§ **Supplied information**

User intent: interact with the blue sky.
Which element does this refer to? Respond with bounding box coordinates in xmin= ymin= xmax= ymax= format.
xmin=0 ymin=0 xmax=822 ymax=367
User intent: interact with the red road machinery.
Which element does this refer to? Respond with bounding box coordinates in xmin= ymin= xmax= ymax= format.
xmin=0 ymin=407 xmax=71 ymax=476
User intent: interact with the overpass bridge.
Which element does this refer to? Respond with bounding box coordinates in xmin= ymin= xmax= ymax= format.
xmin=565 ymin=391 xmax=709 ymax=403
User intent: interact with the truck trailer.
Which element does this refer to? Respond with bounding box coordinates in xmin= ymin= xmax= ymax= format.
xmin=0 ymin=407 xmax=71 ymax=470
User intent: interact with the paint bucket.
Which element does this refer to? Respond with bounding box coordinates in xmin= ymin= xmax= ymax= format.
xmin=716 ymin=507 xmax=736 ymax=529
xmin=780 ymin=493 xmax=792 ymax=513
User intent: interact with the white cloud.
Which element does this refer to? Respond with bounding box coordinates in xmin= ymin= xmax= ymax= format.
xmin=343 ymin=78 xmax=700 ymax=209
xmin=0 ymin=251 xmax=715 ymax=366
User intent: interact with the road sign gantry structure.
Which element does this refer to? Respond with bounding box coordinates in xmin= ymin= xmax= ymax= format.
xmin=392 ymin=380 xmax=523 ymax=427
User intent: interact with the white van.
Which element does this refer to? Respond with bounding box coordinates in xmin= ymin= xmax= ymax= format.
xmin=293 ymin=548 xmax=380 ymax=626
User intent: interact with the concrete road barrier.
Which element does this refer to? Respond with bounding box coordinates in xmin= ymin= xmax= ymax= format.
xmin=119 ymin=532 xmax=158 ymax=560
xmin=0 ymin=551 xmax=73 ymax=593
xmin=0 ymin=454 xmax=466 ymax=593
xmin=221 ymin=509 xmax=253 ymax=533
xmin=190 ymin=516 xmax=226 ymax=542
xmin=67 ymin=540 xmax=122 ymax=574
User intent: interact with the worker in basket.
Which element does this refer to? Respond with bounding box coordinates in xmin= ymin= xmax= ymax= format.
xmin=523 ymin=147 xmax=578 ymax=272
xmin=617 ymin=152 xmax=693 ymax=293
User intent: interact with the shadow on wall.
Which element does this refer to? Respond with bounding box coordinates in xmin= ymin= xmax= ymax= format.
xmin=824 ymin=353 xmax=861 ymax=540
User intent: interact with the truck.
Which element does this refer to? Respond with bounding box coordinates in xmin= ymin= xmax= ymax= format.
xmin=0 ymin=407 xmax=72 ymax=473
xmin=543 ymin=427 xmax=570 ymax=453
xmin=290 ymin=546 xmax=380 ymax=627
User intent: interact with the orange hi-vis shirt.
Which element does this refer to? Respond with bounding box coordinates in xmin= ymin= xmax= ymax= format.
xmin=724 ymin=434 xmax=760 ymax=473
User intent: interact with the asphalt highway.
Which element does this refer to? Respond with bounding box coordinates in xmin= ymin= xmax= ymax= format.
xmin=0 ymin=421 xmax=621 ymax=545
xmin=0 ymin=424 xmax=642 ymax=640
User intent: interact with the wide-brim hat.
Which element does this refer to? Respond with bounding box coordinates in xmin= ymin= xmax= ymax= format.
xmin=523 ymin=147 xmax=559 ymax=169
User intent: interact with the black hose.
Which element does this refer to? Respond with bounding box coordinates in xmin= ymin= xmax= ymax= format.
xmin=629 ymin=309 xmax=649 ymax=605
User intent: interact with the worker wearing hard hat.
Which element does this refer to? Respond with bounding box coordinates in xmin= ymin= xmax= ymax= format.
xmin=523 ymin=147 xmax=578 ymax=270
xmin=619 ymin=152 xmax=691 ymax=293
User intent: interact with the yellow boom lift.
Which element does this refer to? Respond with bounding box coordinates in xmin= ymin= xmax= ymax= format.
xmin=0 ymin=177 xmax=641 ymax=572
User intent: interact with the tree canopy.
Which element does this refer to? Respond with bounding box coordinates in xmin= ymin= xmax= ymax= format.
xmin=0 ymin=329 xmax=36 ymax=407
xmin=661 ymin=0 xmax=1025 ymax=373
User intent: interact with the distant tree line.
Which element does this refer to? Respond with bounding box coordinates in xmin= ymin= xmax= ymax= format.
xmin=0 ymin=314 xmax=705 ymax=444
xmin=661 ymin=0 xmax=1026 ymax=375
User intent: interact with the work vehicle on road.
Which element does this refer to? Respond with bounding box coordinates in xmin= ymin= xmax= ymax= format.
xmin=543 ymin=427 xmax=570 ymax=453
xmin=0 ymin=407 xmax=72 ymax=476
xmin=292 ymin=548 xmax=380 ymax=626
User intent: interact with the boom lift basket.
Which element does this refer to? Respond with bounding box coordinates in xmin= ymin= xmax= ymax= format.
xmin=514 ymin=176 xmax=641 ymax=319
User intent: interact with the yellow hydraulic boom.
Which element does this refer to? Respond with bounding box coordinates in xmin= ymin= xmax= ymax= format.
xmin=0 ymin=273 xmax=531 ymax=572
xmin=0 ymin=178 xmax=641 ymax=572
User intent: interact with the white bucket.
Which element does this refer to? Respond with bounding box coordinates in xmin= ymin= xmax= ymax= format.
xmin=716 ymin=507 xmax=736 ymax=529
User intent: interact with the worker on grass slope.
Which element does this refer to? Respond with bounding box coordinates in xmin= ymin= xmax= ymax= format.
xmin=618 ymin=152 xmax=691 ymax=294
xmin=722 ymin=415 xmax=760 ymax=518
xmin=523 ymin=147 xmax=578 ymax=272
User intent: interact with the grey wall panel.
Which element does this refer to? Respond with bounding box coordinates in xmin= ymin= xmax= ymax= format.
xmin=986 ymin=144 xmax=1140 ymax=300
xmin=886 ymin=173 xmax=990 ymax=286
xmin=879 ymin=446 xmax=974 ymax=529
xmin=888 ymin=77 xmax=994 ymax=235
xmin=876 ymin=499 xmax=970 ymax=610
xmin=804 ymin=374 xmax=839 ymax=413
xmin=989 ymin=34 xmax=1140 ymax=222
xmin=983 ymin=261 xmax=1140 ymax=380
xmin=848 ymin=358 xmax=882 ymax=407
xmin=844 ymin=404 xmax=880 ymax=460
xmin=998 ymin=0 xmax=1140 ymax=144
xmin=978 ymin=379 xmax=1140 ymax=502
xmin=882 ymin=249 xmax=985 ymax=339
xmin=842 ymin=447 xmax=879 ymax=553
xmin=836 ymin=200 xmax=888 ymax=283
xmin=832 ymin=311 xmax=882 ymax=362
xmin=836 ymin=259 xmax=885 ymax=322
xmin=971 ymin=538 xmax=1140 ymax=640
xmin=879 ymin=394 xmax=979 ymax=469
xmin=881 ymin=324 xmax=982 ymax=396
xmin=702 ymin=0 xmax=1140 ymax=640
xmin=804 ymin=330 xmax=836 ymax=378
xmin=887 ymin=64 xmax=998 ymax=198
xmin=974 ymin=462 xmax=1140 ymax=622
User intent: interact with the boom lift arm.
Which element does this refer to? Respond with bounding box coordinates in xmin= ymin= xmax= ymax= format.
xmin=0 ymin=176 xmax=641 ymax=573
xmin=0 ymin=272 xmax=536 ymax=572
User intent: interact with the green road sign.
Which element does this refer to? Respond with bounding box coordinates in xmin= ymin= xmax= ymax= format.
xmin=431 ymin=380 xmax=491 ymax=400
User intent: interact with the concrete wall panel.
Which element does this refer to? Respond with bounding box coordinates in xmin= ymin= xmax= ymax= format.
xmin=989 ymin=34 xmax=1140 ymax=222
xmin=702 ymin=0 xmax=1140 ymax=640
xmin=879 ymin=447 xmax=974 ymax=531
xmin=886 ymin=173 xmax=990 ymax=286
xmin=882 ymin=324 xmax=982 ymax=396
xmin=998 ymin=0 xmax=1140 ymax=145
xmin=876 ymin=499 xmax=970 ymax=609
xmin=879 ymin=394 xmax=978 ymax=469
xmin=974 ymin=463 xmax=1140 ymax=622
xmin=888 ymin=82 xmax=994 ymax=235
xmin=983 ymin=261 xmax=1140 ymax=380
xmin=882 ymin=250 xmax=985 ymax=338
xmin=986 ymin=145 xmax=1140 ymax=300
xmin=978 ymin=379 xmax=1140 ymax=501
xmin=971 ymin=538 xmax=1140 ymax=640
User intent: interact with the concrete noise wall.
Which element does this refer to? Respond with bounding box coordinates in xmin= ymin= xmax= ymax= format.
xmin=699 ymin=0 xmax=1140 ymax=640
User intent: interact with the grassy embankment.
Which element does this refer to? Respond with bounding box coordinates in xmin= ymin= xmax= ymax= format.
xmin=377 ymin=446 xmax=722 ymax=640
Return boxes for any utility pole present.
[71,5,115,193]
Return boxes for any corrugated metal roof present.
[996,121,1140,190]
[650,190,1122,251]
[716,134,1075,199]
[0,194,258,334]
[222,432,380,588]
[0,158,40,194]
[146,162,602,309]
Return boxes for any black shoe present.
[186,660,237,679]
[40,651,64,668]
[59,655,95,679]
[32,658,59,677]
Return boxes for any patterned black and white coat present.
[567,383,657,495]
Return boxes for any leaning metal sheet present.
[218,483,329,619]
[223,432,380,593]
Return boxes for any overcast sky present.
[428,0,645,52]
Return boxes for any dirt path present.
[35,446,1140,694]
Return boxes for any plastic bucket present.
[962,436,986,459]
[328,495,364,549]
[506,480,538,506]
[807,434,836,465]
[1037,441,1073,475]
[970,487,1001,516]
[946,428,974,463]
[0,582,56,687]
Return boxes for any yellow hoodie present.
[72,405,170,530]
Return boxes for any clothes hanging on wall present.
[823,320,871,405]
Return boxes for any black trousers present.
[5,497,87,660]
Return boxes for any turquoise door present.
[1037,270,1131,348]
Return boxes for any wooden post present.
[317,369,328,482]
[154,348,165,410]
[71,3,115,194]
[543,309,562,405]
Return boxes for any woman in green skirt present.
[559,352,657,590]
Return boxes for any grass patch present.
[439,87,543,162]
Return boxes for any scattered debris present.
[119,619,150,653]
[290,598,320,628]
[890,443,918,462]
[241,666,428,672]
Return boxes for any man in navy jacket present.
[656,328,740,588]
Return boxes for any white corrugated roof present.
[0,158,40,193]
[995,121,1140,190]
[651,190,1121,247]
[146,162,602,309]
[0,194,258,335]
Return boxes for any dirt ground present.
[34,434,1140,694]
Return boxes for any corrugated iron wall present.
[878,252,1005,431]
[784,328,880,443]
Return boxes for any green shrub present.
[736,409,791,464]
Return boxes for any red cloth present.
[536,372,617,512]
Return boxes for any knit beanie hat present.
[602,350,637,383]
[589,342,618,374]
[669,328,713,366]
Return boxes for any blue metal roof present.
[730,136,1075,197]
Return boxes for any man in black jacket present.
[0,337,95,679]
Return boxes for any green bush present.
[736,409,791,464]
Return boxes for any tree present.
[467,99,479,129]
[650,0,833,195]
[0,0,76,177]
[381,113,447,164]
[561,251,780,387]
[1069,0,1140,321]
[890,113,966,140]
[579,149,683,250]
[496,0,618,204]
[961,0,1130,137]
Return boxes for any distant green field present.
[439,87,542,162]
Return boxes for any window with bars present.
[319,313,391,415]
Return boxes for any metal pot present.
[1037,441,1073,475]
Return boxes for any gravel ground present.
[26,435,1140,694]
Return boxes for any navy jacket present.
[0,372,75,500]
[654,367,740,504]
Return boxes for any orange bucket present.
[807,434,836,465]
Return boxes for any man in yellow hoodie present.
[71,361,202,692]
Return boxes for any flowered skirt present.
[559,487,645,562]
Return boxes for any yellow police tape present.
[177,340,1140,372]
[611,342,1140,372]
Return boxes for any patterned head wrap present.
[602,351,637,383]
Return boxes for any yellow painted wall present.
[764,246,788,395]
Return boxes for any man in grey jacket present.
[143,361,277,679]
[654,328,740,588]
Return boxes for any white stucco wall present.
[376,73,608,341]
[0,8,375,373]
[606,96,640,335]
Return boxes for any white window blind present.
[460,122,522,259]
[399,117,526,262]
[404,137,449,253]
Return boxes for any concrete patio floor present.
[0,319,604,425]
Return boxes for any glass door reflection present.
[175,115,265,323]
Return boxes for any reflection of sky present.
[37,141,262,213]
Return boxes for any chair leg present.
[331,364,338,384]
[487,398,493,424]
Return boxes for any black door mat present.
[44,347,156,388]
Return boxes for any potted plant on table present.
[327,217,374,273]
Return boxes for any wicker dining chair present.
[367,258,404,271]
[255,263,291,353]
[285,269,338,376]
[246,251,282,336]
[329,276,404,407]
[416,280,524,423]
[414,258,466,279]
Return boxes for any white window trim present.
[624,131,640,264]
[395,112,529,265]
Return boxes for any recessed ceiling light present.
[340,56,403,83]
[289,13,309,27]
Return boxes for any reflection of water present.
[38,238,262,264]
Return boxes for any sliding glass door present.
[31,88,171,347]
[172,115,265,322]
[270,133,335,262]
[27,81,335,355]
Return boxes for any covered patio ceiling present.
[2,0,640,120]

§ **Directive**
Could you write out the rows again from the line containing "User intent: interact with the asphalt" through the line containing "xmin=0 ymin=178 xmax=641 ymax=572", keeping every line, requests included, and adding 39 to each bounding box coordinate in the answers?

§ **Response below**
User intent: interact with the asphalt highway.
Which element does this refer to? Respond with bounding box coordinates in xmin= ymin= xmax= ymax= format.
xmin=39 ymin=460 xmax=660 ymax=584
xmin=39 ymin=463 xmax=681 ymax=679
User intent: interact with the wide-brim hat.
Which element does this refer to? Respond with bounding box coordinates in xmin= ymin= xmax= ymax= format.
xmin=562 ymin=186 xmax=598 ymax=208
User intent: interact with the black hose.
Which element does this refer to? Respond with bounding box coordinates in xmin= ymin= xmax= ymax= format.
xmin=668 ymin=348 xmax=688 ymax=644
User intent: interact with the worker wearing hard hat.
Which element does this refer to? Respond with bounding box coordinates in xmin= ymin= xmax= ymax= format.
xmin=562 ymin=186 xmax=617 ymax=309
xmin=658 ymin=191 xmax=730 ymax=332
User intent: interact with the yellow boom lift.
Which element does this refer to? Respond with bounding box coordinates in xmin= ymin= xmax= ymax= format.
xmin=39 ymin=216 xmax=680 ymax=611
User intent: interact with the tree canopy.
Which element does this refer to? Respond with bounding box coordinates in xmin= ymin= xmax= ymax= format.
xmin=39 ymin=368 xmax=75 ymax=446
xmin=700 ymin=39 xmax=1064 ymax=412
User intent: interact with the distant tree line.
Which element does this refer to? Respond with bounding box coordinates in xmin= ymin= xmax= ymax= format.
xmin=39 ymin=353 xmax=744 ymax=483
xmin=700 ymin=39 xmax=1065 ymax=414
User intent: interact with the work vehicle on road.
Which element does this refer to? Respond with bounding box coordinates in xmin= ymin= xmax= ymax= format.
xmin=582 ymin=466 xmax=609 ymax=492
xmin=39 ymin=446 xmax=111 ymax=515
xmin=331 ymin=587 xmax=419 ymax=665
User intent: interact with the boom lift basket.
Which element does this refer to? Respond with bounding box coordinates in xmin= ymin= xmax= ymax= format.
xmin=553 ymin=215 xmax=680 ymax=358
User intent: interact with the yellow hydraulic boom.
Which element does this refer to? Respond with bounding box coordinates in xmin= ymin= xmax= ymax= format.
xmin=39 ymin=312 xmax=570 ymax=611
xmin=39 ymin=217 xmax=680 ymax=611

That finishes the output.